**任务 A**: 请列出这篇题解中最初字母表 alpha 里的全部字母。
**任务 B**: 根据这篇题解，作者为什么要手工生成一张名为 cell 的表？转换时又是怎样使用这张表的？

**文档摘录**:
USACO 2.2 Preface Numbering

USACO 2.2 Preface Numbering

将一个数转换成罗马数字，然后统计各个字母的个数。

罗马字母可以由两个字母组合而成，把这些字母手工生成放在一个表中称之为cell，然后每次减去一个
小于自身的最大的cell直到为0为止。

#include  < iostream >
#include  < fstream >
#include  < vector >
#include  < string >

using   namespace  std;

ifstream fin( " preface.in " );
ofstream fout( " preface.out " );

#ifdef _DEBUG
#define  out cout
#define  in cin
#else
#define  out fout
#define  in fin
#endif

// code[i]为i的各个字母的个数
int  code[ 3501 ][ 7 ];
bool  visited[ 3501 ];
int  result[ 7 ];

// 最初的字母表
char  alpha[]  =  {  ' I ' , ' V ' , ' X ' , ' L ' , ' C ' , ' D ' , ' M ' };

// cell表
char *  cell[ 13 ]  =  { " I " , " IV " , " V " , " IX " , " X " , " XL " , " L " , " XC " , " C " , " CD " , " D " , " CM " , " M " };
// cell表对应的值
int  cell_value[ 13 ]  =  { 1 , 4 , 5 , 9 , 10 , 40 , 50 , 90 , 100 , 400 , 500 , 900 , 1000 };

// 字母c在alpha表中的索引值
int  get_num( char  c)
{
     for ( int  i = 0 ;i < sizeof (alpha) / sizeof ( char ); ++ i)
         if (alpha[i] == c)  return  i;
     return   - 1 ;
}

// 第一个小于n的cell的索引
int  find_first_smaller( int  n)
{
     for ( int  i = 12 ;i >= 0 ; -- i){
         if (cell_value[i] <= n)  return  i;
    }
}


void  solve()

(区域标注记录)
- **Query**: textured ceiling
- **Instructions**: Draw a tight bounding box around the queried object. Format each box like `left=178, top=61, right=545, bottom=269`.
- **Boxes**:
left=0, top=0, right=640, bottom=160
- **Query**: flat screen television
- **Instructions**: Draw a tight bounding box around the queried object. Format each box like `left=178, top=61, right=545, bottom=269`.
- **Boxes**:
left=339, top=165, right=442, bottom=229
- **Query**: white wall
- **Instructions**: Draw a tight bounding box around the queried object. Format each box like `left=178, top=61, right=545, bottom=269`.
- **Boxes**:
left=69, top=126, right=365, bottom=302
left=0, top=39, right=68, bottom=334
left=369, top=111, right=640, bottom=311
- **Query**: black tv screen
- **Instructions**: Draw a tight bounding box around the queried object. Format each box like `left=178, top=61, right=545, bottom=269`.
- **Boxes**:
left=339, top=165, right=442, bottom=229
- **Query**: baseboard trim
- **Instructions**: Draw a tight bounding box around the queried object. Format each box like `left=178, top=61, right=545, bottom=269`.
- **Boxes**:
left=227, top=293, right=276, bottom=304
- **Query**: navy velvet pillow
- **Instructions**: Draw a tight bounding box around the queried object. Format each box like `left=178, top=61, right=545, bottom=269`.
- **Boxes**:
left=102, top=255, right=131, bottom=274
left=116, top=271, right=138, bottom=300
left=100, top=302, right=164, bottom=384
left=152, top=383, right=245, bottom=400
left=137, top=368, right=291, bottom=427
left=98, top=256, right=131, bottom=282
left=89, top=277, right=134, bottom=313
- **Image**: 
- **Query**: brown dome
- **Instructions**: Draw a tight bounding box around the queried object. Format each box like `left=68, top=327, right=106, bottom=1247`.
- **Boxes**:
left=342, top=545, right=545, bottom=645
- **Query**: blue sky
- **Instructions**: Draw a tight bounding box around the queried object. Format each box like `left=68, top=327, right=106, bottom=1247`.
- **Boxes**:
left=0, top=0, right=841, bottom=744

**正确答案 A**: I、V、X、L、C、D、M

**正确答案 B**: 罗马数字可以由两个字母组合而成，所以作者把这些组合手工生成，放进一张表，称为 cell。转换时，每次减去一个小于自身的最大的 cell，直到结果为 0。